→ RECORDS
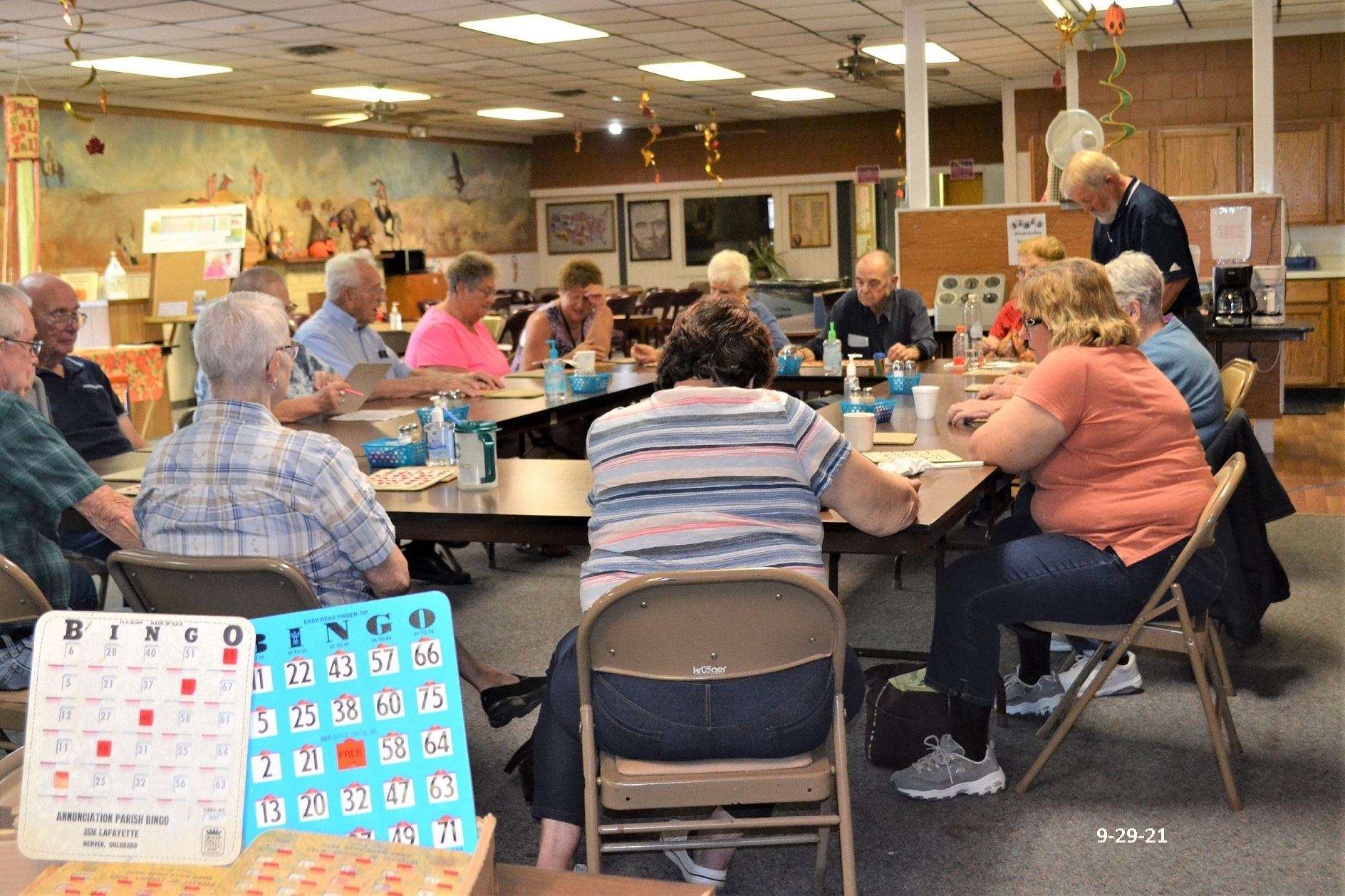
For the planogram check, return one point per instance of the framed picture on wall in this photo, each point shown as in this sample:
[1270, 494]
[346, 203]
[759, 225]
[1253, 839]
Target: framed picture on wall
[810, 219]
[648, 222]
[573, 228]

→ REQUIREMENT
Please print exactly the lines from the one containing "[1270, 494]" through the last line of the records, both included, and nothing else.

→ ANSWER SECTION
[1270, 494]
[346, 203]
[759, 225]
[1253, 839]
Target: framed picture on wall
[810, 219]
[648, 222]
[573, 228]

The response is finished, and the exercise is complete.